Markets could be volatile in the coming days, however. Europe’s ban on importing oil from Russia shipped by sea kicks in on Monday, injecting extra uncertainty into the outlook for energy supply.

G7 nations, the European Union and Australia agreed Friday to impose a price cap of $60 a barrel on Russian oil shipped to other countries that have not adopted an embargo. The move, which also takes effect Monday, is aimed at depriving the Kremlin of revenue while avoiding a price shock by keeping Russian oil flowing to some markets.

Moscow has previously threatened to retaliate by cutting off oil supply to countries that adhere to the price cap.

Ukrainian President Volodymyr Zelensky called the decision to set the price cap at $60 a “weak position.”

“The logic is obvious: if the price limit for Russian oil is $60 instead of, for example, $30, which Poland and the Baltic countries talked about, then the Russian budget will receive about a hundred billion dollars a year,” Zelensky said in his nightly address on Saturday. “This money will go not only to the war and not only to Russia’s further sponsoring of other terrorist regimes and organizations.”

The International Energy Agency expects Russian crude production to be curtailed by some 2 million barrels of oil per day by the end of the first quarter of next year, its chief Fatih Birol told Reuters last week.

## Records for this exercise:
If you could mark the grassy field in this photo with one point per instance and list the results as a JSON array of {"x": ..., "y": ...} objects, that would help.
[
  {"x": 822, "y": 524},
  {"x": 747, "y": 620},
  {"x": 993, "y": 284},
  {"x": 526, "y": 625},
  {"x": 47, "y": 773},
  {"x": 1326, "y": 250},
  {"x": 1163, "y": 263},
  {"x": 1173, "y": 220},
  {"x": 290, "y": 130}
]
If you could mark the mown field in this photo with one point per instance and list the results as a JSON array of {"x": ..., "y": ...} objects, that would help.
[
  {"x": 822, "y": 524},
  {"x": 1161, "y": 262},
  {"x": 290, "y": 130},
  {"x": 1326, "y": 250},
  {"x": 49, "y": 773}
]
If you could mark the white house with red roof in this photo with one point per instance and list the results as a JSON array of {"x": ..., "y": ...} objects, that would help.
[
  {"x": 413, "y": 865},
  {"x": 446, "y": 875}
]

## Stated problem A:
Repeat word for word the passage of the Russian oil price cap article from "Markets could be" up to and including "for energy supply.".
## Stated problem B:
Find each line in the records that contains the word "results", and copy those lines.

## Full solution A:
Markets could be volatile in the coming days, however. Europe’s ban on importing oil from Russia shipped by sea kicks in on Monday, injecting extra uncertainty into the outlook for energy supply.

## Full solution B:
If you could mark the grassy field in this photo with one point per instance and list the results as a JSON array of {"x": ..., "y": ...} objects, that would help.
If you could mark the mown field in this photo with one point per instance and list the results as a JSON array of {"x": ..., "y": ...} objects, that would help.
If you could mark the white house with red roof in this photo with one point per instance and list the results as a JSON array of {"x": ..., "y": ...} objects, that would help.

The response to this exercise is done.